Work to be completed
Locate the line containing "Check that every instance of the white wall", then please write out that line and all the lines below it in the entries exactly.

Material provided

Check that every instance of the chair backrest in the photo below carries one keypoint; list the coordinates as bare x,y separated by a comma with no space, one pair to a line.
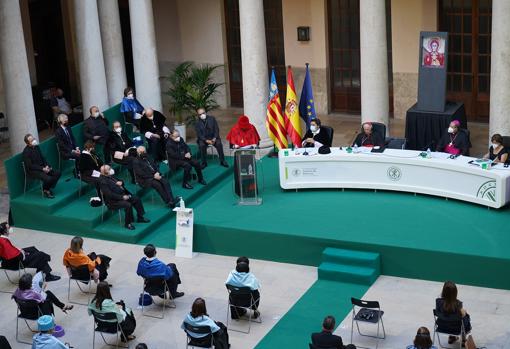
365,304
80,273
28,309
155,285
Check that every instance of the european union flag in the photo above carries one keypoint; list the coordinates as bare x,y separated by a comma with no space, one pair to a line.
306,103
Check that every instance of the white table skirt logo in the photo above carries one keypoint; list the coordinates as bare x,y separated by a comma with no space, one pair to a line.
487,191
394,173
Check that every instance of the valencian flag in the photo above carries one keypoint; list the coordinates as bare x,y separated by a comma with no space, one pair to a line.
275,122
306,105
292,121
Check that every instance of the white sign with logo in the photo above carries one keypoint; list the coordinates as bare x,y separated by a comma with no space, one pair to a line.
400,170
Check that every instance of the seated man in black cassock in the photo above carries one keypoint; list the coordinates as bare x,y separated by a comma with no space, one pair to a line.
118,145
152,126
148,176
316,136
116,196
179,156
368,138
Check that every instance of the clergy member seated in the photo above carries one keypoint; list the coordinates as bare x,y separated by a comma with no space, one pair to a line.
65,139
208,134
368,138
455,141
130,107
148,176
31,257
316,136
179,156
37,167
497,152
116,196
241,277
151,267
243,135
90,165
326,338
118,145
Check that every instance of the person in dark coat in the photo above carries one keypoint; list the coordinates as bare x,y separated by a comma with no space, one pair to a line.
208,133
37,167
179,156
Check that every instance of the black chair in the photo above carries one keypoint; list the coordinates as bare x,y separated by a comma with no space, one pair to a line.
242,298
107,323
29,311
156,286
330,132
80,275
448,324
204,342
367,312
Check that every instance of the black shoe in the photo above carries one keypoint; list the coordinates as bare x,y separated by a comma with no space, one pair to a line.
143,220
51,277
178,294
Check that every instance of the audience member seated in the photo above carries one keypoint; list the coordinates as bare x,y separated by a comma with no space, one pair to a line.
90,165
448,304
103,303
241,277
97,265
198,317
243,135
151,267
316,136
148,176
422,340
37,167
65,139
31,257
152,126
454,141
130,107
119,144
116,196
208,133
45,338
326,338
179,156
368,138
497,152
34,289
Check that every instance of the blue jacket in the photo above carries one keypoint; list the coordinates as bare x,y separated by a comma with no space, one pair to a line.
153,268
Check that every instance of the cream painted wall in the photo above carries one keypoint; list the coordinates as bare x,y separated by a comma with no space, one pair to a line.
309,13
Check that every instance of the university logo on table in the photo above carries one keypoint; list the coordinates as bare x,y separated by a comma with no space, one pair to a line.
487,191
394,173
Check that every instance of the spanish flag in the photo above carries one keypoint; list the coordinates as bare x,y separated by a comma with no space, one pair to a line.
292,119
275,123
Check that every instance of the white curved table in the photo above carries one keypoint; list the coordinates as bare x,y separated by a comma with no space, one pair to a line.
400,170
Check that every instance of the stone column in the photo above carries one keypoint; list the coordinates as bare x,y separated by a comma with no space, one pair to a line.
374,62
254,65
15,75
499,121
145,56
90,56
113,51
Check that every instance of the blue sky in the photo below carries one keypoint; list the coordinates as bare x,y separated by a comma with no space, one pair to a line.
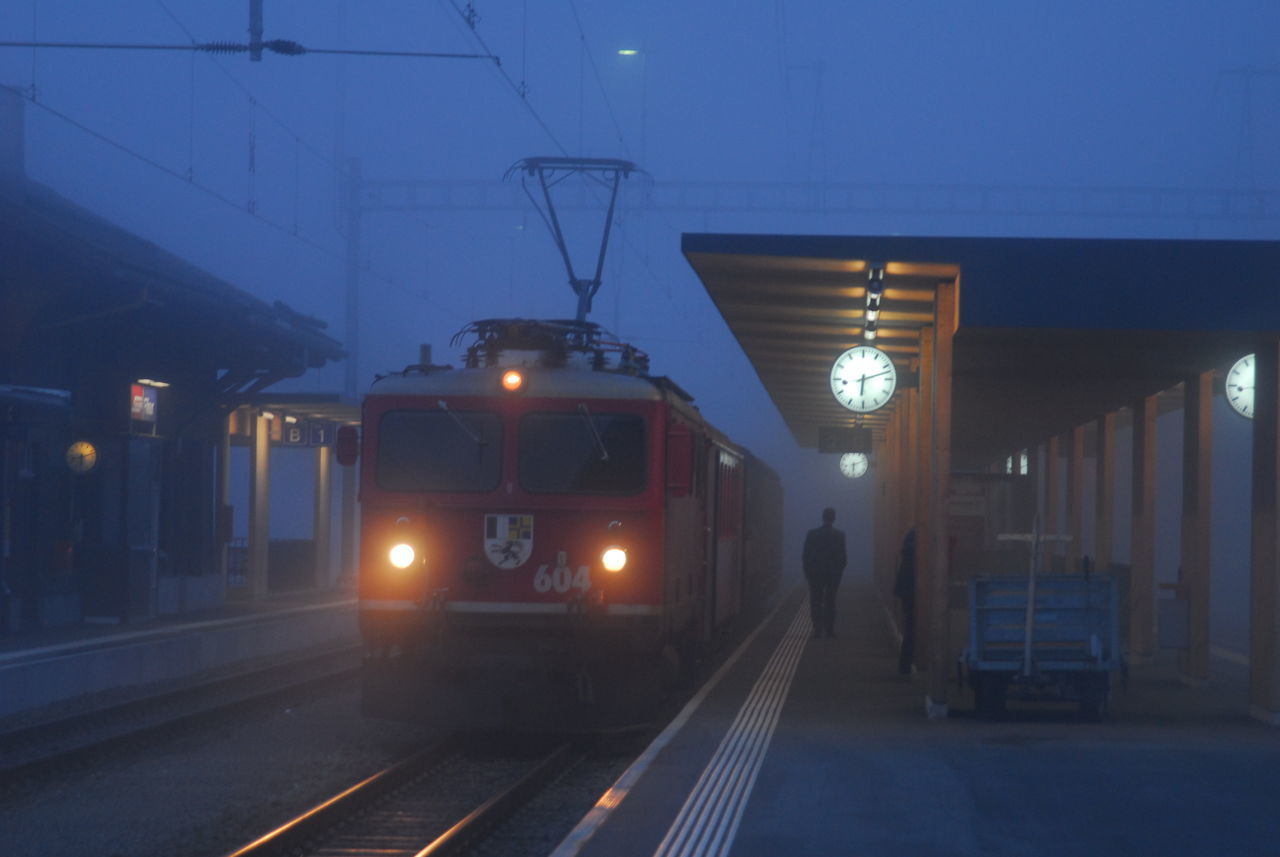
1078,95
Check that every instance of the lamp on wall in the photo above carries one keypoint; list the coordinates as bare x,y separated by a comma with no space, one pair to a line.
874,292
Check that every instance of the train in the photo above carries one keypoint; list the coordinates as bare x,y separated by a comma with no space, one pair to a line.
551,536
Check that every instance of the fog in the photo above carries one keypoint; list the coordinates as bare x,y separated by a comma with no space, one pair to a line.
238,165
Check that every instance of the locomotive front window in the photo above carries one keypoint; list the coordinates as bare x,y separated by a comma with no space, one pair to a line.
583,453
439,450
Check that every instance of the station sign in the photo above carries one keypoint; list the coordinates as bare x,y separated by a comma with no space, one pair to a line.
142,402
844,439
306,432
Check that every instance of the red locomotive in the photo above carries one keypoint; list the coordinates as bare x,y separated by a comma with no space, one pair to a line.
548,532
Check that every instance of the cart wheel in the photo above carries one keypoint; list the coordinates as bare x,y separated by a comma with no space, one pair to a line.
988,692
1093,697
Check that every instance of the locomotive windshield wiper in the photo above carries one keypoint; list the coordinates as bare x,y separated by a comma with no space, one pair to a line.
595,435
474,435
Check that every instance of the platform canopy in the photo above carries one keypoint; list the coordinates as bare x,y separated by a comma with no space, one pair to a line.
1050,333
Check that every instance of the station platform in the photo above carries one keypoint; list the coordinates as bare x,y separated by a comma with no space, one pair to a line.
62,670
803,746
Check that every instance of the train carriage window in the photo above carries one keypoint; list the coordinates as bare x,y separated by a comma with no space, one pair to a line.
583,453
439,450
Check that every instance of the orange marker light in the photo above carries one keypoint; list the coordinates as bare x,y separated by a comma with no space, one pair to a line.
512,380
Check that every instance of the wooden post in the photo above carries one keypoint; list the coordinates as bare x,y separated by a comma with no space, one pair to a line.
259,507
1197,519
941,658
1265,541
321,514
1074,499
1052,489
1142,541
1104,504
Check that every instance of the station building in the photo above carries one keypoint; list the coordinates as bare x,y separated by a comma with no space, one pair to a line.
126,374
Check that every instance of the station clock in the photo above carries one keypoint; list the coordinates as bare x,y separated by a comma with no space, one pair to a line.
863,379
1239,385
854,464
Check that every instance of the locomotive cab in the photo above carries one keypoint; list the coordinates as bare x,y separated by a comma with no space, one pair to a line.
531,550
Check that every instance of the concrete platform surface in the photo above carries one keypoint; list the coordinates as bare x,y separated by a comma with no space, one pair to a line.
819,747
72,668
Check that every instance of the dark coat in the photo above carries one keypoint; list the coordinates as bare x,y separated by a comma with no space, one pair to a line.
824,553
904,585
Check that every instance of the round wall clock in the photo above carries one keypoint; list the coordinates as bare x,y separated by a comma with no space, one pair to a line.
81,457
853,464
1239,386
863,379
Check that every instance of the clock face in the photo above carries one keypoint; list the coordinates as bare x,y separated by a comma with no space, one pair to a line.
1239,386
863,379
81,457
853,464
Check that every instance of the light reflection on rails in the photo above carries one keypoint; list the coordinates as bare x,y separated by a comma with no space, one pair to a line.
314,830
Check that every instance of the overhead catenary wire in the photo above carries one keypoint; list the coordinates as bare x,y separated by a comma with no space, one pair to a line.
236,205
282,46
519,88
338,170
595,70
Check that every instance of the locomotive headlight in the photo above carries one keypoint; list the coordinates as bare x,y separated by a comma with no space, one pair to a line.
402,555
512,380
613,559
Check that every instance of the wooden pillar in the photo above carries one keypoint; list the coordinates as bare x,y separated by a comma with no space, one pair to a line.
1265,540
1142,540
1197,519
922,444
1104,503
259,507
941,658
321,514
1052,489
1074,499
223,489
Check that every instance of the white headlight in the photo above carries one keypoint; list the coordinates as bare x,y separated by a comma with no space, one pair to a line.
613,559
402,555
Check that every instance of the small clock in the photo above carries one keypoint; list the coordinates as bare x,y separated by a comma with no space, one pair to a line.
1239,385
853,464
863,379
81,457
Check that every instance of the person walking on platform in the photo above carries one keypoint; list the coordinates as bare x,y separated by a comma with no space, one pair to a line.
904,587
823,564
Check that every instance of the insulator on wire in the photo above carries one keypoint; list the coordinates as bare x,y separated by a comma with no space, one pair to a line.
284,46
222,47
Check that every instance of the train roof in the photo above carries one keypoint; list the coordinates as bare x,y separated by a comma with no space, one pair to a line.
540,381
560,360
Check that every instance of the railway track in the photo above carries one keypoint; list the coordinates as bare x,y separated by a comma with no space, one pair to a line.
439,801
78,739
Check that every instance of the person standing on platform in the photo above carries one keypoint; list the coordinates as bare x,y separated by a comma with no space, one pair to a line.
823,564
904,587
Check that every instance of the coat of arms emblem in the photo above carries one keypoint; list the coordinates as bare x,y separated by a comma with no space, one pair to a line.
508,539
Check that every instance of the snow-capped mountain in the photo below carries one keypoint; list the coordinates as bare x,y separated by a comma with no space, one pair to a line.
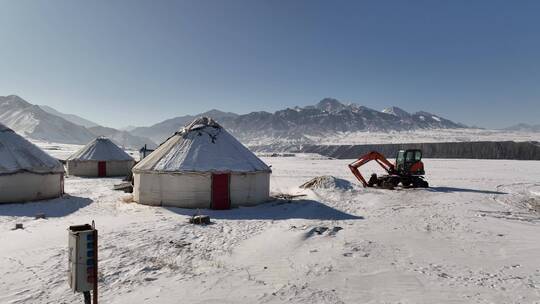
123,138
33,122
161,131
327,117
50,125
70,117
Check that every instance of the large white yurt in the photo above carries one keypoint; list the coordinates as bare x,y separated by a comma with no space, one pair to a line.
100,158
201,166
27,173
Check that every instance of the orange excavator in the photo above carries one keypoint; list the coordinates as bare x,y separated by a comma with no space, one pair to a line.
407,171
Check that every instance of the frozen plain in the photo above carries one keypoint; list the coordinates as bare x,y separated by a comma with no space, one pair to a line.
471,238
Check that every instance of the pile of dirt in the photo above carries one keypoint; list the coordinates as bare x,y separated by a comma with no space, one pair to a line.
327,182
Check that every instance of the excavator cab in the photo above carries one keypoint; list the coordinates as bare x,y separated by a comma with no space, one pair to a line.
409,162
408,170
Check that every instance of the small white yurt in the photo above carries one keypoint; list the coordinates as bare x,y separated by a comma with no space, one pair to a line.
201,166
100,158
27,173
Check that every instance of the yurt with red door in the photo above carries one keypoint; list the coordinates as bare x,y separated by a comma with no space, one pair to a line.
27,173
201,166
100,158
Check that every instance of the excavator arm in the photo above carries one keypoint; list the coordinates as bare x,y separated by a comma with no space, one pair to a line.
373,155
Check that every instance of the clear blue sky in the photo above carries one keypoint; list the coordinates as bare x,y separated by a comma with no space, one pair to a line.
139,62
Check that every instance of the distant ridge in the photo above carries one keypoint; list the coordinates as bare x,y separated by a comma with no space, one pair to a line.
329,116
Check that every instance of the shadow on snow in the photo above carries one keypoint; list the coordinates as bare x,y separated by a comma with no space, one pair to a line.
451,189
57,207
274,210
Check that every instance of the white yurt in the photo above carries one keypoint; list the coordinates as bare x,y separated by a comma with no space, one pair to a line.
201,166
100,158
27,173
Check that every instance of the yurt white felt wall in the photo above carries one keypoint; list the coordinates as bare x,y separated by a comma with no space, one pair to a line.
100,158
201,166
27,173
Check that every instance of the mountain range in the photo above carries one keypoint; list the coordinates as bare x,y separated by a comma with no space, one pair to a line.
523,127
47,124
298,124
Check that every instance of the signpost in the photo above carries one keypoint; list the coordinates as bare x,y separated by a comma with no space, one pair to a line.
83,261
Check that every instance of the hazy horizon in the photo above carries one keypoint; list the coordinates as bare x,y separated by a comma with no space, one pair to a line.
138,63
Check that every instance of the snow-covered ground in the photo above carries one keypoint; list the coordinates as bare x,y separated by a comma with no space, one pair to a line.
471,238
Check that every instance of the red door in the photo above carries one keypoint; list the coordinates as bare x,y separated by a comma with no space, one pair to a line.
220,191
102,169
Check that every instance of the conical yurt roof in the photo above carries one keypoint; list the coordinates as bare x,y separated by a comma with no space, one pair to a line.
19,155
201,146
100,149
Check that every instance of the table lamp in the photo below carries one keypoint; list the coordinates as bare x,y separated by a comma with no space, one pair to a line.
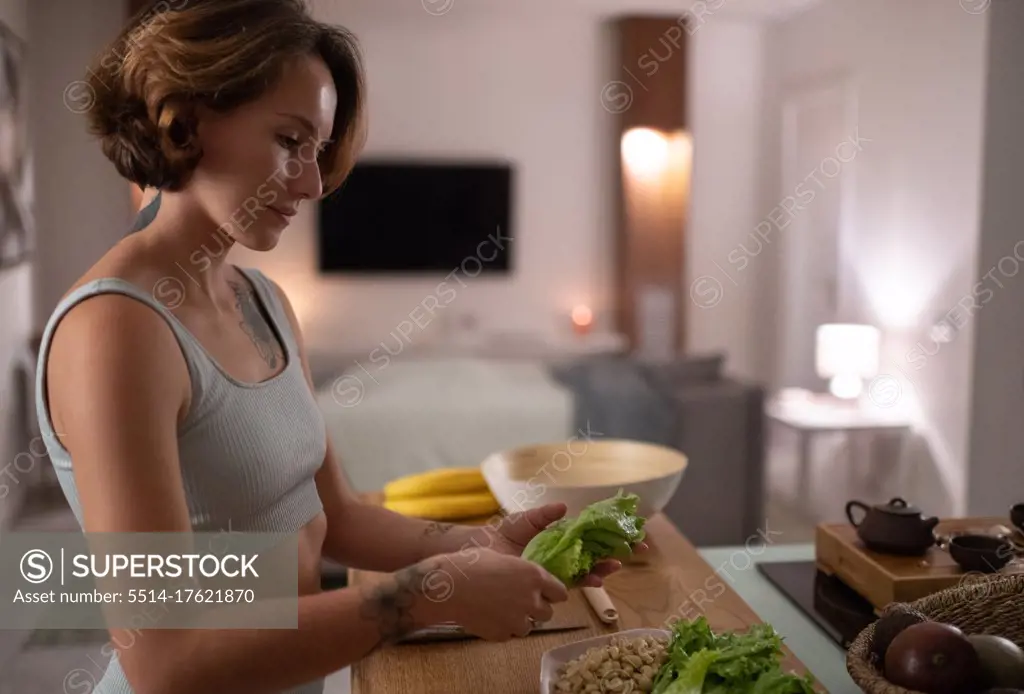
847,354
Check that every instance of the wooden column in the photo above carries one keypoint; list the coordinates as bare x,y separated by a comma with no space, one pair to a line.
647,91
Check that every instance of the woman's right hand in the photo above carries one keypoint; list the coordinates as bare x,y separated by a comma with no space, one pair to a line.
494,596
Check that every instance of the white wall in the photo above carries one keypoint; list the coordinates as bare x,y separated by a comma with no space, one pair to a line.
725,97
996,474
919,71
83,206
15,320
477,85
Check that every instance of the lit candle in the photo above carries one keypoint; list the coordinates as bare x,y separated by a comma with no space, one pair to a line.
583,319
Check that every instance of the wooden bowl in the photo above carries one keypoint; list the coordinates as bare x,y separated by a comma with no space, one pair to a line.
581,472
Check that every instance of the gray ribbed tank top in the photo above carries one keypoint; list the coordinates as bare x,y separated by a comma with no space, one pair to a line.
248,450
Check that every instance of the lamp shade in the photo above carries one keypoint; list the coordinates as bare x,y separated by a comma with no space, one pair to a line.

Task response
Check that every instance of the white wall in the photo above carries one keypoint; list the coordinates as bare x,y separated by a comma with no space, one pair to a line.
725,97
996,474
919,71
83,206
15,320
477,85
Check that every instance of the lit candle in the photo above carries one keypoint; list the coordinates as bare x,y separated by a comma with no space, one pair to a line.
583,319
Check that every instance of the wooden bowl in the photo above carries one keypoint; list the coordinates as bare x,y separated by a comma with no space, one pair to a line.
581,472
Check that every instance of the gray ribbed tank top in the photo above carries one keypoint; list the coordinates as bare x,y separated by a comma with no space, one pair to a line.
248,450
Check that every instance of the lamp shade in the photo above carries one keypoint; list the coordinates as bare x,y separated by a comma with no space, one pair to a line.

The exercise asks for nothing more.